--- PROBLEMA ---
Riprendi l'intervista su Painlog e proseguila subito dopo l'ultima frase mostrata.

--- TESTO DELLA PAGINA ---
______

Cyberpunk, religione, esoterismo, comicità: la contaminazione tra atmosfere molto diverse tra loro sembra essere il tuo marchio di fabbrica...
È vero. Fin dai primi racconti ho cercato di rompere le barriere che ingabbiavano la narrativa di genere, ma, più che un fine, è sempre stata una cosa naturale. Butto nella scrittura quelli che sono i miei interessi, le cose che mi divertono, senza soluzione di continuità, senza rispettare quelli che dovrebbero essere i topoi della narrativa di genere. Anzi, sfidandoli e mettendoli in ridicolo. Mi piace molto l’effetto che fanno i forti contrasti. In Painlog si alternano orrore e ilarità, scintillio e tenebre, eroismo e meschinità. È un cyberpunk a cui ho spento la luce.

Il tema dell’Inferno ha da sempre affascinato scrittori e poeti, e Painlog ci regala una visione infernale particolarmente originale. Ma, romanzo a parte, come immagina un eventuale Inferno Luca Zaffini?
Non credo affatto nell’inferno. Ma dovendolo immaginare, direi che l’ipotesi in Painlog potrebbe non essere campata per aria.

Su cosa ti sei basato per creare il linguaggio a tratti molto peculiare dei tuoi personaggi? E per disegnare la mappa di questa Italia futura?
Il linguaggio mi è venuto spontaneo. Mi sono limitato a immedesimarmi completamente nei personaggi, sentendomi libero di scrivere sulla pagina tutto ciò che mi veniva in mente, senza censure di sorta. Ho cercato il linguaggio più realistico possibile, e soprattutto ho provato a dotare ogni personaggio di una voce propria. Non è comunque frutto di una costruzione a tavolino: è semplicemente un gergo che mi divertiva e che sentivo giusto per quell’ambientazione. La città in cui si svolge la primissima parte del romanzo è Adriapolis, una metropoli che si estende dal Conero al Po... riunisce praticamente i maggiori centri tra le Marche e l’Emilia Romagna. Mi sono limitato a immaginare lo sviluppo che potrà esserci nei prossimi secoli in queste zone.

Il Van Impe del tuo romanzo è Jack Van Impe, il predicatore americano definito ‘la Bibbia che cammina’, uno dei personaggi più controversi del cristianesimo a stelle e strisce?

______

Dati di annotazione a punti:
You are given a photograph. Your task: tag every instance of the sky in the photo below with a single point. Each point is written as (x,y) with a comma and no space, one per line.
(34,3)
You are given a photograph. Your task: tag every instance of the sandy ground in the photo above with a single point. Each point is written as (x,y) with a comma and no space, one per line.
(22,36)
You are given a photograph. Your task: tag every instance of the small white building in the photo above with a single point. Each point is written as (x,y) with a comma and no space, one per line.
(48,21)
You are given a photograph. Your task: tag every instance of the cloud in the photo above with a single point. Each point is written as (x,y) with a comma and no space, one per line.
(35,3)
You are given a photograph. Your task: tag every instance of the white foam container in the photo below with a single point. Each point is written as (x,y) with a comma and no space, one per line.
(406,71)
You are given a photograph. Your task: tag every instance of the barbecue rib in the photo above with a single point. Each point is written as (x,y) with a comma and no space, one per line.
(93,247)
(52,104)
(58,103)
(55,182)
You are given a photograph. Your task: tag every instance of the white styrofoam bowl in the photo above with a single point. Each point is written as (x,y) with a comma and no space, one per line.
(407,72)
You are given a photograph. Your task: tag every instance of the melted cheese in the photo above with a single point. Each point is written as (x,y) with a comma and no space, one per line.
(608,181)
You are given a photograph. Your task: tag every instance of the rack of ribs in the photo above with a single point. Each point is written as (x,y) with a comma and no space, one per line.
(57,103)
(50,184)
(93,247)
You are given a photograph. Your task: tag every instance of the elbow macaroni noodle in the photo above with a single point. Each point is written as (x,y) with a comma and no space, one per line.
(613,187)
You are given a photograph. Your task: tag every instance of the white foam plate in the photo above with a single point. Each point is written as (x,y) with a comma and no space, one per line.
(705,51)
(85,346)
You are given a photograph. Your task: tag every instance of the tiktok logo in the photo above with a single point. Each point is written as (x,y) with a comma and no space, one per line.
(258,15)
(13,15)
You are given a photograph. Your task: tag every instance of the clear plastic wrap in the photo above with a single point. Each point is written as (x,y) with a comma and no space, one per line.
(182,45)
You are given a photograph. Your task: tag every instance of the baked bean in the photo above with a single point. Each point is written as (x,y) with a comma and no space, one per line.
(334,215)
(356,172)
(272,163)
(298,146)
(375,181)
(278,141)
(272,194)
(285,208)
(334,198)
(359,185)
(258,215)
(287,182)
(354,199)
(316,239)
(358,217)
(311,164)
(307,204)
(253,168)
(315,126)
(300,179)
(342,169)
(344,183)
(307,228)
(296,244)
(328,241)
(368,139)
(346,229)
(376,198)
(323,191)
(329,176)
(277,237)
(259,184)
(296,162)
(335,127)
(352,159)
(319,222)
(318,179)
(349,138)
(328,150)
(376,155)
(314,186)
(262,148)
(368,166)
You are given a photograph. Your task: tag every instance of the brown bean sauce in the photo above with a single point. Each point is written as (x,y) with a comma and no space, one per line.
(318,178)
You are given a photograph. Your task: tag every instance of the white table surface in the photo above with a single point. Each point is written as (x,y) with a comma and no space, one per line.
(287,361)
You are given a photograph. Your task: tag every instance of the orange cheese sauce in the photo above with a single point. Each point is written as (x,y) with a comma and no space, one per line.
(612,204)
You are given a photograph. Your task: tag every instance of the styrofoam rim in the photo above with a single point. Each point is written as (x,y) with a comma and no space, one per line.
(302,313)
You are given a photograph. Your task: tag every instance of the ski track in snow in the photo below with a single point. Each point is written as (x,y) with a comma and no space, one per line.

______

--- RISULTATO ---
Proprio lui. Mi ha colpito molto la sua teoria, realmente espressa qualche anno fa, sull’inferno. Gli è valsa un premio Ignobel. Invece secondo me era una teoria non del tutto balzana, anche se ovviamente priva di evidenza scientifica. Ho mandato una e-mail alla sua segretaria, ottenendo l’in bocca al lupo per il romanzo e ovviamente l’autorizzazione a citare questa teoria. Che comunque è di pubblico dominio.

Quale dei 9 Sephiroth della religione che è alla base di Painlog senti più vicino alla tua idea di religiosità? E comunque come ti poni di fronte alle tematiche religiose?
L’idea che mi è più affine è espressa appieno nel romanzo: equilibrio. Perché ci sia armonia nessun Sephiroth deve prevalere sugli altri, quindi nessun aspetto di Dio deve essere in primo piano, per evitare pericolose derive. Forse, se così fosse anche nella realtà, ci sarebbe risparmiato molto dolore. Circa la religione (tutte le religioni) mi pongo con una curiosità agnostica.

Stai già lavorando ad un nuovo libro?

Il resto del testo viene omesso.